• YOUR TASK
Pull out every line of the records below that contains the string "leaf", matching case exactly.

• PROVIDED RECORDS
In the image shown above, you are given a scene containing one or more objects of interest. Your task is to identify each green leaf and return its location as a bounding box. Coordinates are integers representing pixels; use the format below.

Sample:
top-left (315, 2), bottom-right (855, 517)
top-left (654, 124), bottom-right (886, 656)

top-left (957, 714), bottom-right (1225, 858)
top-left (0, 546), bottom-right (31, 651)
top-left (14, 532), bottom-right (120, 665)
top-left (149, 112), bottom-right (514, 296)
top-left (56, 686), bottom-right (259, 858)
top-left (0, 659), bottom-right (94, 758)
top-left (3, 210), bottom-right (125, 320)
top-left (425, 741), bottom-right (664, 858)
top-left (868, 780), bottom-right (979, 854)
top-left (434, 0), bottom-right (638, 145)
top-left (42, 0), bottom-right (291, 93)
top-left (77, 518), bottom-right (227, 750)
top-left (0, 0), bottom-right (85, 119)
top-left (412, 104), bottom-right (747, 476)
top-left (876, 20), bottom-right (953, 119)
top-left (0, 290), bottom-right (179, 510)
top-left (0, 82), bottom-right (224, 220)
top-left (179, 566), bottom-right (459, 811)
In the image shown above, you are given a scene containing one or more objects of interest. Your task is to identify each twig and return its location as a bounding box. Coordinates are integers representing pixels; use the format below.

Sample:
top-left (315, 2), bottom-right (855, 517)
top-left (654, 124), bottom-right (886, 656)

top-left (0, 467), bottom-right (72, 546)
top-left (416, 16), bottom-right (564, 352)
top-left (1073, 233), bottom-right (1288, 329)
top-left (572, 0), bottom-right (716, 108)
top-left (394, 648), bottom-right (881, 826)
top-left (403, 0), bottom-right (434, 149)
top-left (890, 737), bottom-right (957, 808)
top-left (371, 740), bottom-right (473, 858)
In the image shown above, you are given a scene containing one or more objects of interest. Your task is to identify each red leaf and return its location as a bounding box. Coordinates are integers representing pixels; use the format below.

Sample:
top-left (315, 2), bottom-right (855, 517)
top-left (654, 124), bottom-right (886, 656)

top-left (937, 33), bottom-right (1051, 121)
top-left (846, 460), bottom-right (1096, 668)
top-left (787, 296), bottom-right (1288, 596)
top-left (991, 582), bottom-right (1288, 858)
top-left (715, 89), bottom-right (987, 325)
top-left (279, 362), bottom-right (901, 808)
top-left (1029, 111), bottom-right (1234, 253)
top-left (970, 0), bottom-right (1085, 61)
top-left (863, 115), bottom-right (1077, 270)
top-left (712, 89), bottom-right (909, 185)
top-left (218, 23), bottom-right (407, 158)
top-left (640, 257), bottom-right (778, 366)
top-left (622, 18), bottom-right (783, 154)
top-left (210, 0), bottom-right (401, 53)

• TASK OUTPUT
In the image shown above, you are given a scene containing one or more objects of interest. Your task is to identify each green leaf and return its location as a bounding box. Coordinates are integers representing pixels; use the format below.
In the image shown above, you are given a scene containing one or more objects of interest. Your task is to identify each red leaf and return its location as a bounding box. Coordinates are integers representing pixels; use the format below.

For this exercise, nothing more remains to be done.